ACTIVITY: Please copy all of the records exactly, leaving nothing out.

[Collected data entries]
* * * *

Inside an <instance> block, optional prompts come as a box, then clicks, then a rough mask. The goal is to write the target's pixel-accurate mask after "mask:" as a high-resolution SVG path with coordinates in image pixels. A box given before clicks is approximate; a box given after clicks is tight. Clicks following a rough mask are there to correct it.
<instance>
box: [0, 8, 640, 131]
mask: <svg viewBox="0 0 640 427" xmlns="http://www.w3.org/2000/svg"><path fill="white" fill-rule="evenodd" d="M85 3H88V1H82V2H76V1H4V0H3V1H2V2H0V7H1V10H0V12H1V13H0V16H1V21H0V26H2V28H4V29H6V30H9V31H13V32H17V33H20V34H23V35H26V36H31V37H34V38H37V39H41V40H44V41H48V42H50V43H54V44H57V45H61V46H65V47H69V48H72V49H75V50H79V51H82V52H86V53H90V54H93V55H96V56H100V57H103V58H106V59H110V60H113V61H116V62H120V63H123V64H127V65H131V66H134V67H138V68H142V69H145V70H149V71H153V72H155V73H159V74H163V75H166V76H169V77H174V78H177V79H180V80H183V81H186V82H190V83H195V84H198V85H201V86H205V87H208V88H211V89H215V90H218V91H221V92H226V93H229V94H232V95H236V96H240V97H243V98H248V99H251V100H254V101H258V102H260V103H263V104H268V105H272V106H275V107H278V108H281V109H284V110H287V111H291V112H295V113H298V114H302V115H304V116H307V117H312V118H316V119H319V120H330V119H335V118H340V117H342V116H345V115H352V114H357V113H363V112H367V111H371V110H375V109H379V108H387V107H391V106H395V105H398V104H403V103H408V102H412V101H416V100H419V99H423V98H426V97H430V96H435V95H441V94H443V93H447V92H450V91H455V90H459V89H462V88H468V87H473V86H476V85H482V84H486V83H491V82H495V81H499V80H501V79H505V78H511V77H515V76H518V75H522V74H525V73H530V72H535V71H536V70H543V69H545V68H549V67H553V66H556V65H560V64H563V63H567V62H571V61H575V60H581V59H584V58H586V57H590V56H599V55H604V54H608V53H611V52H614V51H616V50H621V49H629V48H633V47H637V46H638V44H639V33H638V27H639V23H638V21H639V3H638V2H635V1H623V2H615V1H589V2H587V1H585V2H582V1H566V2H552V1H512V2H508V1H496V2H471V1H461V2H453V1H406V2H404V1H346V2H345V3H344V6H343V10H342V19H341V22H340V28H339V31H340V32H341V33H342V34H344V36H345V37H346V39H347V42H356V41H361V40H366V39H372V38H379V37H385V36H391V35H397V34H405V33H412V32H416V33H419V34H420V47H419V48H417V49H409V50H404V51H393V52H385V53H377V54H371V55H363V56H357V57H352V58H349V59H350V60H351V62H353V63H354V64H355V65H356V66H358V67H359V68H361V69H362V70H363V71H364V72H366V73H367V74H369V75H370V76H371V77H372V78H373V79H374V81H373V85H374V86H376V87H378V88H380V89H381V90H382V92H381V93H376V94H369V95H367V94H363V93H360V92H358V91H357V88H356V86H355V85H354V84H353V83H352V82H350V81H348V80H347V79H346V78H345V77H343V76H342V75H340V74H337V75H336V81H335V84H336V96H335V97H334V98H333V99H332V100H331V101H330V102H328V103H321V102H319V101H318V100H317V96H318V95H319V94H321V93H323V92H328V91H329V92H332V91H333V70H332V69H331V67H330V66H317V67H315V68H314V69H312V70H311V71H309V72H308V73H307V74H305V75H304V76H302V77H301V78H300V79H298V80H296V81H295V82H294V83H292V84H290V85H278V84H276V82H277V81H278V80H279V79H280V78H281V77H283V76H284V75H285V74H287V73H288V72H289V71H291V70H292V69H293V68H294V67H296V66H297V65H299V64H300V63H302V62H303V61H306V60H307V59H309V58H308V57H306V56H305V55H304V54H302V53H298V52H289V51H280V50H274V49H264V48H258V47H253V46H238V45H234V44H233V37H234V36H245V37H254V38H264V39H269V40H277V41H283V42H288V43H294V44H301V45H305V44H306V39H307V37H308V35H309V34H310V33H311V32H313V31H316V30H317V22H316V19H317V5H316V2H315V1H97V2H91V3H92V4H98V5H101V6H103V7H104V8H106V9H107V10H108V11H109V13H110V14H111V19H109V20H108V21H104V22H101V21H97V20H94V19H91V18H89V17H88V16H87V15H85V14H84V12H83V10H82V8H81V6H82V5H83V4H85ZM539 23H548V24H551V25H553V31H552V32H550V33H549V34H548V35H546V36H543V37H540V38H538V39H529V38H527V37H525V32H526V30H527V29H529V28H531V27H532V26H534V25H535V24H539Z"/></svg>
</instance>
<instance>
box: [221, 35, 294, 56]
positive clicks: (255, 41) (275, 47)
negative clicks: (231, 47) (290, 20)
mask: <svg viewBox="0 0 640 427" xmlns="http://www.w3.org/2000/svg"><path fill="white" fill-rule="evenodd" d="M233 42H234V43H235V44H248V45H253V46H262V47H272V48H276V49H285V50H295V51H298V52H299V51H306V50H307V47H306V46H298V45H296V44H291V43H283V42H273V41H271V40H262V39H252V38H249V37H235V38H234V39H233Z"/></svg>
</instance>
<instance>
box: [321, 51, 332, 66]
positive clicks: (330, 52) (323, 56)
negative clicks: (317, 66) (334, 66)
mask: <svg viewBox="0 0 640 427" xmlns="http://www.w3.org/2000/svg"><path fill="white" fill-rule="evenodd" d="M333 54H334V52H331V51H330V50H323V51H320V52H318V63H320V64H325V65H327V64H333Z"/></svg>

* * * *

ANSWER BOX:
Inside an <instance> block, optional prompts come as a box, then clicks, then a rough mask. The goal is to write the target's pixel-accurate mask after "mask:" as a high-resolution SVG path with coordinates in image pixels. A box given before clicks is approximate; a box given after clicks is tight. Clicks following a rough mask are there to correct it.
<instance>
box: [0, 8, 640, 131]
mask: <svg viewBox="0 0 640 427" xmlns="http://www.w3.org/2000/svg"><path fill="white" fill-rule="evenodd" d="M85 3H88V1H82V2H76V1H4V0H3V1H2V2H0V7H1V10H0V12H1V13H0V16H1V21H0V26H2V28H4V29H6V30H9V31H13V32H17V33H20V34H23V35H26V36H31V37H34V38H37V39H41V40H44V41H48V42H50V43H54V44H57V45H61V46H65V47H69V48H72V49H75V50H79V51H82V52H86V53H90V54H93V55H96V56H100V57H103V58H106V59H110V60H113V61H116V62H120V63H123V64H127V65H131V66H134V67H138V68H142V69H145V70H149V71H153V72H155V73H159V74H163V75H166V76H169V77H174V78H177V79H180V80H183V81H186V82H190V83H195V84H198V85H201V86H205V87H208V88H211V89H215V90H218V91H221V92H226V93H229V94H232V95H236V96H240V97H243V98H248V99H251V100H254V101H258V102H260V103H263V104H268V105H272V106H275V107H278V108H281V109H284V110H287V111H291V112H295V113H298V114H302V115H304V116H307V117H312V118H316V119H319V120H330V119H335V118H340V117H342V116H345V115H352V114H357V113H363V112H367V111H371V110H375V109H379V108H387V107H391V106H395V105H398V104H403V103H408V102H412V101H416V100H419V99H423V98H426V97H430V96H435V95H441V94H443V93H447V92H450V91H455V90H459V89H462V88H468V87H473V86H476V85H482V84H486V83H491V82H495V81H499V80H501V79H505V78H511V77H515V76H518V75H522V74H525V73H530V72H535V71H536V70H543V69H545V68H549V67H553V66H556V65H560V64H563V63H567V62H571V61H575V60H581V59H584V58H586V57H590V56H599V55H604V54H608V53H611V52H614V51H616V50H621V49H629V48H633V47H637V46H638V44H639V33H638V27H639V23H638V21H639V3H638V2H635V1H623V2H615V1H589V2H587V1H585V2H582V1H566V2H552V1H512V2H508V1H496V2H471V1H461V2H453V1H406V2H404V1H346V2H345V3H344V6H343V10H342V19H341V22H340V28H339V31H340V32H341V33H342V34H344V36H345V37H346V39H347V42H356V41H361V40H366V39H372V38H379V37H385V36H391V35H397V34H405V33H412V32H416V33H419V34H420V47H419V48H417V49H409V50H404V51H393V52H385V53H377V54H371V55H363V56H357V57H352V58H349V59H350V60H351V62H353V63H354V64H355V65H356V66H358V67H359V68H361V69H362V70H363V71H364V72H366V73H367V74H369V75H370V76H371V77H372V78H373V79H374V81H373V85H374V86H376V87H378V88H380V89H381V90H382V92H381V93H376V94H369V95H367V94H363V93H360V92H358V91H357V88H356V86H355V85H354V84H353V83H352V82H350V81H348V80H347V79H346V78H345V77H343V76H342V75H340V74H337V75H336V81H335V84H336V96H335V97H334V98H333V99H332V100H331V101H330V102H328V103H321V102H319V101H318V100H317V96H318V95H319V94H321V93H323V92H328V91H329V92H332V91H333V70H332V69H331V67H330V66H317V67H315V68H314V69H312V70H311V71H309V72H308V73H307V74H305V75H304V76H302V77H301V78H300V79H298V80H296V81H295V82H294V83H292V84H290V85H278V84H276V82H277V81H278V80H279V79H280V78H281V77H283V76H284V75H285V74H287V73H288V72H289V71H291V70H292V69H293V68H294V67H296V66H297V65H299V64H300V63H302V62H303V61H306V60H307V59H309V58H308V57H306V56H305V55H304V54H302V53H298V52H289V51H280V50H274V49H264V48H258V47H253V46H238V45H234V44H233V37H234V36H245V37H254V38H264V39H269V40H277V41H283V42H288V43H294V44H301V45H305V44H306V39H307V37H308V35H309V34H310V33H311V32H313V31H316V30H317V22H316V19H317V5H316V2H315V1H97V2H91V3H92V4H98V5H101V6H103V7H104V8H106V9H107V10H108V11H109V13H110V14H111V19H109V20H108V21H104V22H101V21H97V20H94V19H91V18H89V17H88V16H87V15H85V14H84V12H83V10H82V8H81V6H82V5H83V4H85ZM539 23H548V24H551V25H553V31H552V32H550V33H549V34H548V35H546V36H543V37H540V38H538V39H529V38H527V37H525V32H526V30H527V29H529V28H531V27H532V26H534V25H535V24H539Z"/></svg>
</instance>
<instance>
box: [221, 35, 294, 56]
positive clicks: (255, 41) (275, 47)
negative clicks: (231, 47) (290, 20)
mask: <svg viewBox="0 0 640 427" xmlns="http://www.w3.org/2000/svg"><path fill="white" fill-rule="evenodd" d="M233 42H234V43H235V44H248V45H253V46H262V47H272V48H276V49H285V50H295V51H298V52H299V51H306V50H307V47H306V46H298V45H296V44H291V43H283V42H273V41H271V40H262V39H252V38H249V37H235V38H234V39H233Z"/></svg>
</instance>
<instance>
box: [321, 51, 332, 66]
positive clicks: (330, 52) (323, 56)
negative clicks: (317, 66) (334, 66)
mask: <svg viewBox="0 0 640 427" xmlns="http://www.w3.org/2000/svg"><path fill="white" fill-rule="evenodd" d="M333 54H334V52H331V51H330V50H323V51H320V52H318V63H320V64H325V65H327V64H333Z"/></svg>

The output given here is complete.